→ **Ejercicio escrito 1**
Según el extracto seleccionado, ¿en qué editorial se publicó El baile de los pájaros?

→ **Extracto seleccionado**
···

Nacido en Cáceres en 1958, Basilio Sánchez ha publicado más de una docena de poemarios, y también alguna obra de narrativa, y se ha hecho merecedor de algunos de los mejores premios de nuestro país, entre ellos, el accésit del Adonáis, el Gil de Biedma, el Unicaja, el Tiflos, el Ricardo Molina Ciudad de Córdoba, el Loewe, el Premio Nacional de Poesía Meléndez Valdés o el Premio Extremadura a la creación.
Gran parte de su obra poética está recogida en el volumen Los bosques de la mirada. Poesía reunida 1984-2009 (2010). Posteriormente ha publicado Cristalizaciones (Hiperión), Esperando las noticias del agua (Pre-Textos), o He heredado un nogal sobre la tumba de los reyes (Visor).
En su último poemario titulado El baile de los pájaros, publicado en la editorial Pre-Textos, desde el inicio se manifiesta, anudada en el título, su estética: el aire se hace espacio de danza, y los pájaros bailan siguiendo la música que sólo ellos oyen, pero que un poeta puede aprender a escuchar. Por ello, comienza el libro con una cita en prosa que sitúa el lugar de la emoción, ese punto de luz que abre un túnel en la ceguera del mundo.

···

→ **Datos proporcionados**
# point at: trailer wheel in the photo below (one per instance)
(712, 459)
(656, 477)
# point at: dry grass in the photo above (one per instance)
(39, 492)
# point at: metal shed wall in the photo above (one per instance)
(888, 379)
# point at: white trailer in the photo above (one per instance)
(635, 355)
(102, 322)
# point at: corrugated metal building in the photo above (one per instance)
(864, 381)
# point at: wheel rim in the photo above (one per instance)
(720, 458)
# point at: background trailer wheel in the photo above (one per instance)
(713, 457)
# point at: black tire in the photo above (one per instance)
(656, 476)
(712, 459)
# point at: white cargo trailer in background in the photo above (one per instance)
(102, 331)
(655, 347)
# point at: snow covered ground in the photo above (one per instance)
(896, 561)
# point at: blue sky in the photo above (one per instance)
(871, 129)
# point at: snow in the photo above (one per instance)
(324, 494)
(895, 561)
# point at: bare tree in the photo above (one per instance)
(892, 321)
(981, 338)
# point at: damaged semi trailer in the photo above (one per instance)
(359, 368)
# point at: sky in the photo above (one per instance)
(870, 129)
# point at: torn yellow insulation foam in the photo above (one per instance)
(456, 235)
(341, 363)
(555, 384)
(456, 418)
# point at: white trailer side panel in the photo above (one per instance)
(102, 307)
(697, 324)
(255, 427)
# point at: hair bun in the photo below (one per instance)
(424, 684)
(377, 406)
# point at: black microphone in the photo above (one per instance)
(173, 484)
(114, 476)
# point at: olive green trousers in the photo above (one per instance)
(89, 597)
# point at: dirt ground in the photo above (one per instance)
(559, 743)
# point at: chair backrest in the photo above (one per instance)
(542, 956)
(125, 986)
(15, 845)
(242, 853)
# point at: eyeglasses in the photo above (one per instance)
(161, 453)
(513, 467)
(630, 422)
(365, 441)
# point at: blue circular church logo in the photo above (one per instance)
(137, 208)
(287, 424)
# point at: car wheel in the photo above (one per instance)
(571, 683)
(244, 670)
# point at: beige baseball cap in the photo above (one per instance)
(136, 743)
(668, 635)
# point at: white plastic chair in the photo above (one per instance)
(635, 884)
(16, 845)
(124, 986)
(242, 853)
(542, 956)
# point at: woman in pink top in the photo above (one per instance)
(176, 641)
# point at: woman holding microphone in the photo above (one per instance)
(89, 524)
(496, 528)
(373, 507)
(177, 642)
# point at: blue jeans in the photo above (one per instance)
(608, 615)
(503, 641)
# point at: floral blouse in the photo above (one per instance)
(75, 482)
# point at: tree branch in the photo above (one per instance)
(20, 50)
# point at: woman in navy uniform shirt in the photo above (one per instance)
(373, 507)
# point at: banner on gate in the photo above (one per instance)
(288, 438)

···

→ **Ejercicio escrito 2**
Devuelve como lista JSON de cadenas, una por línea y sin líneas en blanco, solo el tramo de las filas que va desde la línea que contiene "# point at: woman holding" hasta el final de las filas, con ambos extremos incluidos.

→ **Respuesta escrita 1**
En Pre-Textos.

→ **Respuesta escrita 2**
[
  "# point at: woman holding microphone in the photo above (one per instance)",
  "(89, 524)",
  "(496, 528)",
  "(373, 507)",
  "(177, 642)",
  "# point at: blue jeans in the photo above (one per instance)",
  "(608, 615)",
  "(503, 641)",
  "# point at: floral blouse in the photo above (one per instance)",
  "(75, 482)",
  "# point at: tree branch in the photo above (one per instance)",
  "(20, 50)",
  "# point at: woman in navy uniform shirt in the photo above (one per instance)",
  "(373, 507)",
  "# point at: banner on gate in the photo above (one per instance)",
  "(288, 438)"
]